■ About this exercise
Pick up the article on Claude Code writing most of Anthropic's code right after its last sentence, and carry it forward a few paragraphs.

■ Reading passage
------------------------------
There’s a sentence that sounds like science fiction but isn’t: the AI is writing most of its own code now. As of May 2026, over 80% of the code merged into Anthropic’s production codebase was authored by Claude Code, the company’s AI coding agent. Before its research preview launched in February 2025, AI-authored code at Anthropic sat in the low single digits.
The numbers behind the shift
Anthropic engineers are now merging roughly eight times as much code per day compared to 2024 levels. On internal optimization benchmarks, Claude achieved approximately 52x speedups by May 2026. For context, the same benchmarks showed roughly 3x speedups for skilled human programmers back in May 2025. In the span of twelve months, the AI went from modestly outpacing humans to lapping them dozens of times over.
One Anthropic engineer reportedly hasn’t written any code personally for about five months. Their job still exists, but it looks nothing like what “software engineer” meant two years ago. The role has shifted almost entirely toward direction, review, and architecture.
What the engineers actually do now
Anthropic is careful to frame this as collaboration rather than replacement. Humans still set strategic goals, make judgment calls on architecture, and review the code Claude produces before it ships. The company positions human oversight as the primary bottleneck on how fast new AI systems can be developed.
------------------------------
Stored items
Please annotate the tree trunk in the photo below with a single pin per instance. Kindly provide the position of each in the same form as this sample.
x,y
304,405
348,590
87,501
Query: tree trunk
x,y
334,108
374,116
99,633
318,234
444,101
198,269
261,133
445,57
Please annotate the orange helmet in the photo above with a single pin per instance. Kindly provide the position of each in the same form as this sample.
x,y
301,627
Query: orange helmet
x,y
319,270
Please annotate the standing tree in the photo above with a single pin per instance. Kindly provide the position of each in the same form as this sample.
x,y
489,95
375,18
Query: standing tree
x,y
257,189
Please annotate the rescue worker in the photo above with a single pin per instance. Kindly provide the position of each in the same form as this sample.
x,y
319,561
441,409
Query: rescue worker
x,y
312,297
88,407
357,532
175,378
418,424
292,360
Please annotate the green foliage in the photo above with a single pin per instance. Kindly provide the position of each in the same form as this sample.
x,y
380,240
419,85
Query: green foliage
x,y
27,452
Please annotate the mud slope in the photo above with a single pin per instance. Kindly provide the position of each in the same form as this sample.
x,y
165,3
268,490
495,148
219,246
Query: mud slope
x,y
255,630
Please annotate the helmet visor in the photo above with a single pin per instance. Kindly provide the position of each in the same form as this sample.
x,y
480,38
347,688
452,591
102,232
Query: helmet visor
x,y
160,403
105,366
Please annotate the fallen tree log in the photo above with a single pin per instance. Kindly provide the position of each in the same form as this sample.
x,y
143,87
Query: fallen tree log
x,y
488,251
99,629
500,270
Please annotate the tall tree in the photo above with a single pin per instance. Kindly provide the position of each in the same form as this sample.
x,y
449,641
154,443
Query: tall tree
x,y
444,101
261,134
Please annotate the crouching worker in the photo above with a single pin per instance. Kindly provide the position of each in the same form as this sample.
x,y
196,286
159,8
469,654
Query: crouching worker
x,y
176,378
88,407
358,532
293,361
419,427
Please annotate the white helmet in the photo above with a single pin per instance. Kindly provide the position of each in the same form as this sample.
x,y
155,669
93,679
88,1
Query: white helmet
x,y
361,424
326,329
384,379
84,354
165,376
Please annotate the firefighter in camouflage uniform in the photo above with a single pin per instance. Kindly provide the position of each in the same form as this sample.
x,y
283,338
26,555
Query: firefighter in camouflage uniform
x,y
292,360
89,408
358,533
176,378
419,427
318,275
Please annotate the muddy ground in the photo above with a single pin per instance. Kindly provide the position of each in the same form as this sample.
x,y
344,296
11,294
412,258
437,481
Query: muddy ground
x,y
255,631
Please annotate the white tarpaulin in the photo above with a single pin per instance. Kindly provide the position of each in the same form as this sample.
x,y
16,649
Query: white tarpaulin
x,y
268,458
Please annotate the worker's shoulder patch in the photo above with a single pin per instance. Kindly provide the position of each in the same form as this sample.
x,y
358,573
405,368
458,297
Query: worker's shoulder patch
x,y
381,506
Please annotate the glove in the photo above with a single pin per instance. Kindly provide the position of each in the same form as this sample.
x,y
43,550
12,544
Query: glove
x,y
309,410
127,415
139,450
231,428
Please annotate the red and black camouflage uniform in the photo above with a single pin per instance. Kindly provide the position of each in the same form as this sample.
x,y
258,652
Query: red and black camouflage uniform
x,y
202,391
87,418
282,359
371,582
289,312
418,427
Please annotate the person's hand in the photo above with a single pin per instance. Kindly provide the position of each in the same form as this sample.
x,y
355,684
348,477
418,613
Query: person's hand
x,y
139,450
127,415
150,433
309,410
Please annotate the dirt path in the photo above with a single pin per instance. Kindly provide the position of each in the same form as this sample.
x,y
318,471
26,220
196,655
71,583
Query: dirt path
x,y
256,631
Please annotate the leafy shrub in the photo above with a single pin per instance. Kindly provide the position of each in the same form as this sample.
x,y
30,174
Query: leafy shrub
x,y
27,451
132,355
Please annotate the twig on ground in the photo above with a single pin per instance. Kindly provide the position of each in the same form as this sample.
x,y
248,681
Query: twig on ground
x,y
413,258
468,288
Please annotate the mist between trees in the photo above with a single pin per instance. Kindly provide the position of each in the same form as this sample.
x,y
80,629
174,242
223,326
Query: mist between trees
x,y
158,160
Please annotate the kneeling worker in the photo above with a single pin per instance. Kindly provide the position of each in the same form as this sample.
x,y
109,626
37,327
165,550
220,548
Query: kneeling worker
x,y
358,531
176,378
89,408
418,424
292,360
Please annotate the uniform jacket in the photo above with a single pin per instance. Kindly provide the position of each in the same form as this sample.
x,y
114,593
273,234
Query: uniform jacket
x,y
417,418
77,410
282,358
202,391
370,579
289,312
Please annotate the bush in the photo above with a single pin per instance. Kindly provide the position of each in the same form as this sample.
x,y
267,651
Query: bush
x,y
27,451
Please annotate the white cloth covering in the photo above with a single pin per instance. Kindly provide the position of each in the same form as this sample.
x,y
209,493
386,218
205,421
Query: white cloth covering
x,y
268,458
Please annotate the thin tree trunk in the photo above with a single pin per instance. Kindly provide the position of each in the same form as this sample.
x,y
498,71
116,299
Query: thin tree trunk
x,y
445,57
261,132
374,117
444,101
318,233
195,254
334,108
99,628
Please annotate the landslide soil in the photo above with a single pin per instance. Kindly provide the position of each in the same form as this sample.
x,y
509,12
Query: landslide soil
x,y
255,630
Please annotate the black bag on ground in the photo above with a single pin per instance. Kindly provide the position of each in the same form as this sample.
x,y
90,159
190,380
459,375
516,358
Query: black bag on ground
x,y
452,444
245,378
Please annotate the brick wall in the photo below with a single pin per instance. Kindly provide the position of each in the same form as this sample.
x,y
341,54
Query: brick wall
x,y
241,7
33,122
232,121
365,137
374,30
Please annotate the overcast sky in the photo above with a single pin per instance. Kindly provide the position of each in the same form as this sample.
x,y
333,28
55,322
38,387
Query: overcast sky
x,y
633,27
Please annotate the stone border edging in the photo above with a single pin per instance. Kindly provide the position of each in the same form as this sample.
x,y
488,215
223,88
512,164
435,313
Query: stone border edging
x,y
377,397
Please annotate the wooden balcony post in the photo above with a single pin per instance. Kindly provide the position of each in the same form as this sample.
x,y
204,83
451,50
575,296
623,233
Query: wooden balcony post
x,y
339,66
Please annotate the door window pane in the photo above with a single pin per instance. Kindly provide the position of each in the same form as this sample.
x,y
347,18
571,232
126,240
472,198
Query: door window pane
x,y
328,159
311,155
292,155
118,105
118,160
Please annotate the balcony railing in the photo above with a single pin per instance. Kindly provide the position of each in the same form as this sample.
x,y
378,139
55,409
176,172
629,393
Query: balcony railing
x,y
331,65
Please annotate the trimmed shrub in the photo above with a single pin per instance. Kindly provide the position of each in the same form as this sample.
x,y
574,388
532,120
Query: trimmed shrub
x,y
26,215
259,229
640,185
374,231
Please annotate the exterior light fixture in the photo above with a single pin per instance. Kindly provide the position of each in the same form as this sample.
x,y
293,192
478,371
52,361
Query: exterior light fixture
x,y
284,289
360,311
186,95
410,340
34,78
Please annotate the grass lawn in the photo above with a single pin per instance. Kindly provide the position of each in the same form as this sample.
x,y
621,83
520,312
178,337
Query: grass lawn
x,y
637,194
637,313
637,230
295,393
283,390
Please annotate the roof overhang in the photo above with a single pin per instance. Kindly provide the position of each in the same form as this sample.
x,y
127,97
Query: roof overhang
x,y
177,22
------------------------------
■ Expected answer
The question this raises is uncomfortable but unavoidable: if the AI writes the code that improves the AI that writes more code, where exactly does the feedback loop stabilize? Anthropic has publicly raised the need for verifiable global mechanisms that could potentially pause the development of frontier AI technology if circumstances warrant it.
Why this matters beyond Anthropic
There’s a meaningful difference between AI that assists with code completion and AI that authors 80% of a production codebase at one of the most prominent AI labs on the planet.
For investors watching the AI space, the speed of improvement is notable: going from 3x to 52x on internal benchmarks in a single year suggests the capability curve is still steepening, not flattening. Anthropic’s own call for global pause mechanisms hints that the industry may be approaching thresholds where self-regulation gives way to external oversight.